## SHORT EXERCISE
Count the lines of the records below that contain the string "dots", matching case exactly, and reply with only the number.

Some records
-- -- --

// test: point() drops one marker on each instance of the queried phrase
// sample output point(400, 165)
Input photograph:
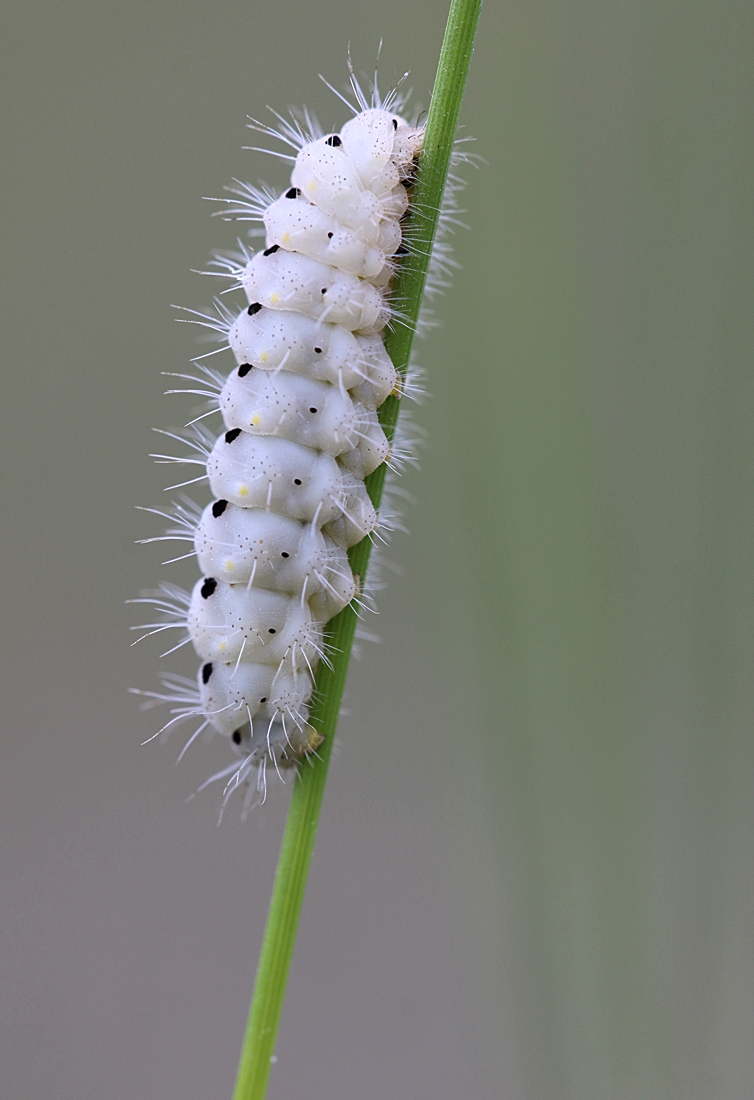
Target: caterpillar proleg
point(299, 433)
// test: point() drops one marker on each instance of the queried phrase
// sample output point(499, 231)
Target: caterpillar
point(299, 435)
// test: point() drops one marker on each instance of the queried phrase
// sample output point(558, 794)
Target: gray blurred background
point(533, 878)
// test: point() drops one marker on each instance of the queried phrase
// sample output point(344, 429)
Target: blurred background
point(533, 878)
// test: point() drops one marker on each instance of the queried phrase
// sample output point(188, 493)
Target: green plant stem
point(301, 829)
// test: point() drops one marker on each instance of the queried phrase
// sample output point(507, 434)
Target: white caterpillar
point(301, 435)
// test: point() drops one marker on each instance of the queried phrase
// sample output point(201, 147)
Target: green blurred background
point(533, 879)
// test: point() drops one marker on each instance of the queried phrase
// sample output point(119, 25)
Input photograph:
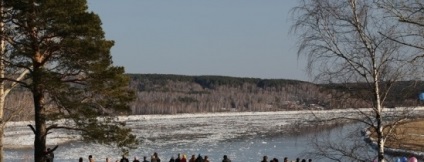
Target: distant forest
point(171, 94)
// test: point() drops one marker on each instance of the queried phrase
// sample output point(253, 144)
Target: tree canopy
point(71, 74)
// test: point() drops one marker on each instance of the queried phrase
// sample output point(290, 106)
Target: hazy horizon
point(238, 38)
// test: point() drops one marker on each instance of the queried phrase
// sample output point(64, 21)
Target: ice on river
point(209, 133)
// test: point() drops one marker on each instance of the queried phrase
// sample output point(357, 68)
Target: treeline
point(170, 94)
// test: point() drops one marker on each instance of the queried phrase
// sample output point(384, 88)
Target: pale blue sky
point(240, 38)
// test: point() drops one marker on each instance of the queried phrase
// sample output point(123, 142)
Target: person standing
point(124, 159)
point(226, 159)
point(193, 158)
point(206, 159)
point(178, 158)
point(156, 157)
point(184, 159)
point(265, 159)
point(136, 159)
point(145, 159)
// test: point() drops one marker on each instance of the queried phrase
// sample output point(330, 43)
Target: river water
point(243, 137)
point(248, 149)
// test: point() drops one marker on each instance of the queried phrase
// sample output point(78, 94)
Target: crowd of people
point(183, 158)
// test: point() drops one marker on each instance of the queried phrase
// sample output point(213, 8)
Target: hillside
point(170, 94)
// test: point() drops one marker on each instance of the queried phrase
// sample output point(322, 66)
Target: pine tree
point(70, 71)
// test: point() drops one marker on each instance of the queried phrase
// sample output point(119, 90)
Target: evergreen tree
point(70, 71)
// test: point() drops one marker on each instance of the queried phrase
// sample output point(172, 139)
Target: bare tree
point(351, 42)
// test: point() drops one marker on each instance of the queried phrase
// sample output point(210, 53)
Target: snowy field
point(211, 133)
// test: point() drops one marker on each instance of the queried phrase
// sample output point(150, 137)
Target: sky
point(238, 38)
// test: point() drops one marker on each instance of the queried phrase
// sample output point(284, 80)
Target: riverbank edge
point(390, 151)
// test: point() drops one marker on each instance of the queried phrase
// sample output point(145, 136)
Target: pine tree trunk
point(2, 86)
point(40, 116)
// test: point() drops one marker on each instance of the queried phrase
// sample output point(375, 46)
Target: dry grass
point(408, 135)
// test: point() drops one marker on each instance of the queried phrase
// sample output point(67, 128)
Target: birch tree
point(70, 71)
point(349, 42)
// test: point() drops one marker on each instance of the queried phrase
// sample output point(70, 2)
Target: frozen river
point(244, 137)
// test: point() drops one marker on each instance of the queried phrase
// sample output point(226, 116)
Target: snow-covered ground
point(182, 131)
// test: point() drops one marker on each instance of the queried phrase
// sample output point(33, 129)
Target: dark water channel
point(248, 149)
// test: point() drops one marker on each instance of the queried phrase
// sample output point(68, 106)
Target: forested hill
point(170, 94)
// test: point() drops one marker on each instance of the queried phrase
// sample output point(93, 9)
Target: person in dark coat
point(178, 158)
point(124, 159)
point(265, 159)
point(145, 159)
point(226, 159)
point(199, 158)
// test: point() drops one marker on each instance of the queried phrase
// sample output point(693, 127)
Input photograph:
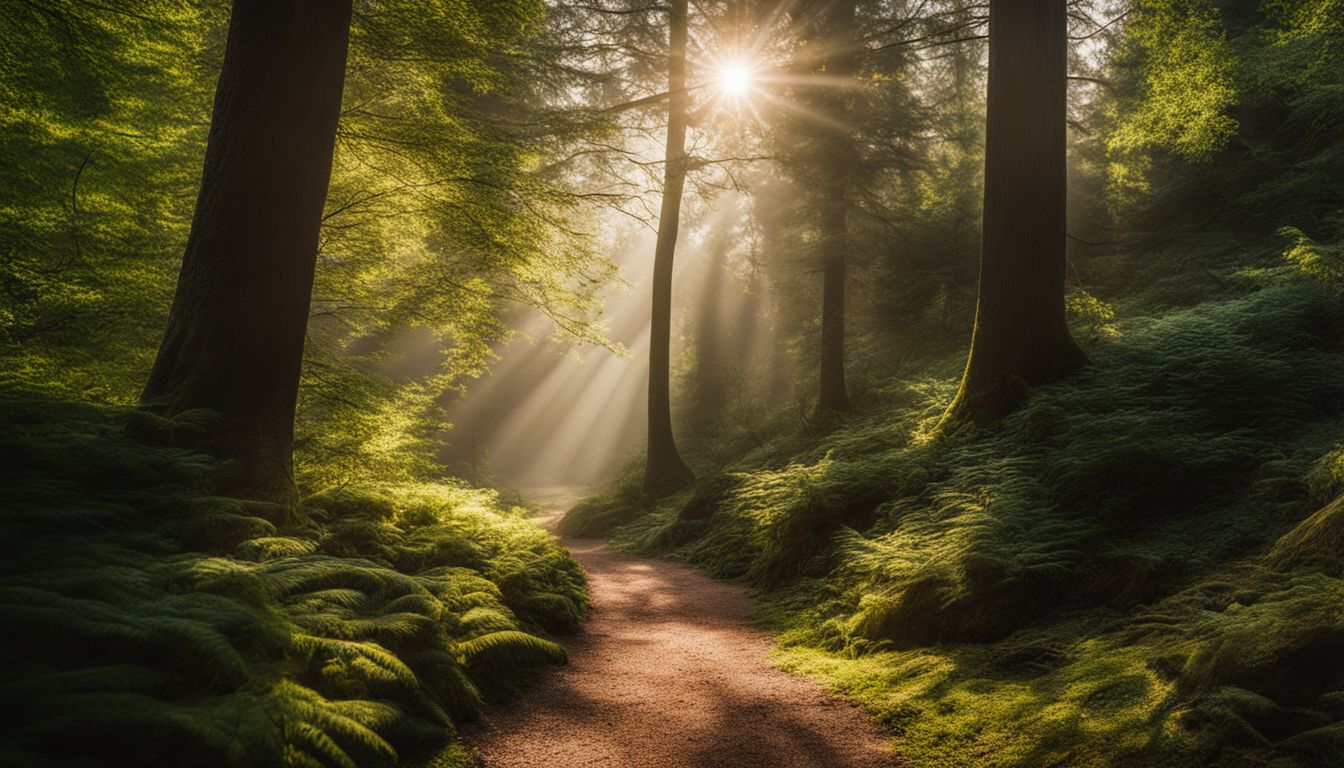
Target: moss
point(1082, 584)
point(151, 623)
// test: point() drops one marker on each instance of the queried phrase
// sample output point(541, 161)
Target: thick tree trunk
point(1020, 338)
point(235, 334)
point(710, 393)
point(664, 468)
point(837, 36)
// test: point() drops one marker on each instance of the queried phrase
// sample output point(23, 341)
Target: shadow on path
point(668, 673)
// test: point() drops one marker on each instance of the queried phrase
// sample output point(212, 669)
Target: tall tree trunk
point(1020, 338)
point(234, 342)
point(839, 39)
point(664, 468)
point(711, 335)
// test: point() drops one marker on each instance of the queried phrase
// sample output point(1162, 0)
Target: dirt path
point(669, 674)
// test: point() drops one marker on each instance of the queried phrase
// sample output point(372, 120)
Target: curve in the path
point(668, 673)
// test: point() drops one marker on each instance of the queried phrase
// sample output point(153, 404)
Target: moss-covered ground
point(1135, 569)
point(151, 623)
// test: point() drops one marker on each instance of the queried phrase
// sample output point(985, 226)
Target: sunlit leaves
point(1186, 86)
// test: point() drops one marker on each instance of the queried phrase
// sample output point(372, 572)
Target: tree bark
point(234, 340)
point(837, 38)
point(1020, 336)
point(664, 468)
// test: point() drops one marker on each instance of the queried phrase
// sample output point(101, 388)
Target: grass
point(151, 623)
point(1137, 568)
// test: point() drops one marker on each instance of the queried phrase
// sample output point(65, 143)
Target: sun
point(734, 80)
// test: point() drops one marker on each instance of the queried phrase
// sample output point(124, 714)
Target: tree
point(1020, 336)
point(664, 467)
point(234, 342)
point(829, 57)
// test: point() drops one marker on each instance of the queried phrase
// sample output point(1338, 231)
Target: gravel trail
point(668, 673)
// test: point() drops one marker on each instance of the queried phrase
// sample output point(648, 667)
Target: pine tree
point(664, 467)
point(235, 334)
point(1020, 336)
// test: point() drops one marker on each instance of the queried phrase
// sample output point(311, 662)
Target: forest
point(690, 384)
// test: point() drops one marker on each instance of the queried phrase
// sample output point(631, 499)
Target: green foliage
point(441, 213)
point(1184, 86)
point(1082, 584)
point(148, 623)
point(1321, 262)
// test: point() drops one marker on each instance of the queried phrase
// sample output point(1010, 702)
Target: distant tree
point(664, 467)
point(1020, 336)
point(234, 342)
point(829, 55)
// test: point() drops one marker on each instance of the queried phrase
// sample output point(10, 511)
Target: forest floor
point(669, 673)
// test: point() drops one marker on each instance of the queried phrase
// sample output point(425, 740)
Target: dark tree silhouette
point(1020, 336)
point(824, 162)
point(234, 342)
point(664, 468)
point(840, 61)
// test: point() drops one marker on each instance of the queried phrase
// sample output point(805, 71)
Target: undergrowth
point(149, 623)
point(1125, 572)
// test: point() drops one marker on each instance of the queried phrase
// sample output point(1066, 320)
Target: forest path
point(668, 673)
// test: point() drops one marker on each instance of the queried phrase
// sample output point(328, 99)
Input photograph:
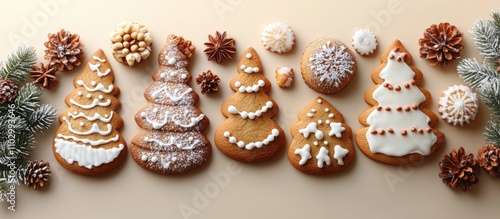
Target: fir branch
point(41, 118)
point(487, 39)
point(27, 99)
point(18, 65)
point(492, 133)
point(490, 95)
point(476, 74)
point(496, 20)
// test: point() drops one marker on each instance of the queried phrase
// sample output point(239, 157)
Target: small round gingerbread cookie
point(328, 65)
point(458, 105)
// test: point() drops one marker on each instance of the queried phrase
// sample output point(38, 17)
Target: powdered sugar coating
point(332, 63)
point(278, 37)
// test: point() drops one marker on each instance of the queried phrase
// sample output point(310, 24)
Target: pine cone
point(8, 91)
point(64, 50)
point(44, 75)
point(458, 168)
point(37, 174)
point(441, 44)
point(209, 82)
point(186, 46)
point(488, 159)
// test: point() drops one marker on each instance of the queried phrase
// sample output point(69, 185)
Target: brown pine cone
point(37, 174)
point(488, 159)
point(8, 91)
point(459, 168)
point(44, 75)
point(64, 50)
point(209, 82)
point(441, 44)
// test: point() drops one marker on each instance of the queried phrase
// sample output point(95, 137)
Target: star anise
point(45, 75)
point(220, 47)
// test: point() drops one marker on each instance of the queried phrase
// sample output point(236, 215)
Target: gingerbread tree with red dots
point(399, 129)
point(249, 134)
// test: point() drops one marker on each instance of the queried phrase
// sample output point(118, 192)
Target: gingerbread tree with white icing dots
point(399, 129)
point(87, 142)
point(249, 134)
point(171, 141)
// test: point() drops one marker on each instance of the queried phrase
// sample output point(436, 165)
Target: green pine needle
point(41, 118)
point(18, 65)
point(476, 74)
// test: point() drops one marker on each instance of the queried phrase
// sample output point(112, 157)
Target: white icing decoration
point(95, 129)
point(99, 59)
point(94, 103)
point(458, 105)
point(398, 73)
point(312, 128)
point(88, 141)
point(251, 115)
point(172, 141)
point(332, 63)
point(169, 116)
point(86, 156)
point(175, 96)
point(339, 154)
point(336, 129)
point(249, 89)
point(278, 37)
point(364, 41)
point(96, 116)
point(305, 154)
point(258, 144)
point(99, 87)
point(323, 157)
point(95, 67)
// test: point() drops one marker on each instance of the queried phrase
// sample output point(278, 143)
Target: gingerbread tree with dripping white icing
point(399, 129)
point(171, 141)
point(87, 142)
point(321, 141)
point(249, 134)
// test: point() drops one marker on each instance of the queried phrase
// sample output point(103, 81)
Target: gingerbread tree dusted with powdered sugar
point(399, 129)
point(249, 134)
point(87, 142)
point(171, 141)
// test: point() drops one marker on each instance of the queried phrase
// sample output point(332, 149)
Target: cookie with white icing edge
point(321, 141)
point(398, 128)
point(171, 139)
point(364, 42)
point(88, 141)
point(327, 65)
point(249, 134)
point(458, 105)
point(284, 76)
point(278, 37)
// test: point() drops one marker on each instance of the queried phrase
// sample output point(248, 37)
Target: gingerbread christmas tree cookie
point(88, 141)
point(321, 141)
point(249, 134)
point(398, 128)
point(170, 140)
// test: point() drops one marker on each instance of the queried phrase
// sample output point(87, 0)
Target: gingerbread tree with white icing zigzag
point(87, 142)
point(399, 129)
point(171, 141)
point(249, 134)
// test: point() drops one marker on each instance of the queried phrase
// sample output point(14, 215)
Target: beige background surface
point(272, 189)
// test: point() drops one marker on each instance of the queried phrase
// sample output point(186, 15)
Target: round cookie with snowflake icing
point(458, 105)
point(328, 65)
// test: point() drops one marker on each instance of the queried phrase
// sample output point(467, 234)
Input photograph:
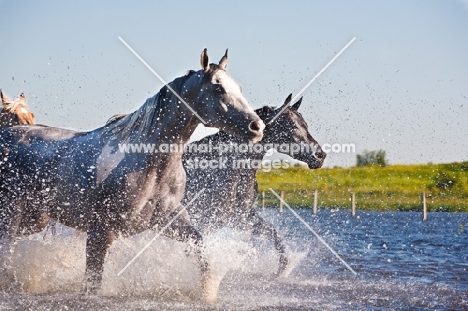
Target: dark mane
point(138, 122)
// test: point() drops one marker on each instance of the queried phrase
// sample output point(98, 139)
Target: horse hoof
point(210, 289)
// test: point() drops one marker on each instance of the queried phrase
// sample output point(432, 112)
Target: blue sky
point(401, 86)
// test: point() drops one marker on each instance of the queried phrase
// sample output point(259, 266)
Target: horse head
point(15, 111)
point(219, 101)
point(285, 125)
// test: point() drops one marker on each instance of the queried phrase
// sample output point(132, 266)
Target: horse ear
point(286, 102)
point(296, 106)
point(23, 98)
point(204, 60)
point(5, 100)
point(223, 61)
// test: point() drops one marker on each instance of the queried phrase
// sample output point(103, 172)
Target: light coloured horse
point(14, 112)
point(230, 190)
point(85, 181)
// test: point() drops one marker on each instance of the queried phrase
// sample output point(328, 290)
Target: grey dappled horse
point(14, 112)
point(230, 189)
point(80, 179)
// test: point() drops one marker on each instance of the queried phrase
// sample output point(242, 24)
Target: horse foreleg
point(97, 243)
point(262, 228)
point(182, 230)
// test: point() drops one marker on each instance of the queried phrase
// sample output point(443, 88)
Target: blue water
point(401, 263)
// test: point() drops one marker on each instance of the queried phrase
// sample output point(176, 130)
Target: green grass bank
point(391, 188)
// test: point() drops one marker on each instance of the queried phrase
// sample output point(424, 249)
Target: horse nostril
point(255, 126)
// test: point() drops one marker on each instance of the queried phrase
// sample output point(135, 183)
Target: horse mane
point(138, 124)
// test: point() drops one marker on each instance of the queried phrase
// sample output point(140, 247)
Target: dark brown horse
point(14, 112)
point(228, 175)
point(84, 180)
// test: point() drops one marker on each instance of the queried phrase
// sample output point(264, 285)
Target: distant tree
point(369, 158)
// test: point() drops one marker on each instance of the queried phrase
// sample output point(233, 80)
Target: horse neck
point(163, 120)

-- -- --

## COMPLETED TASK
2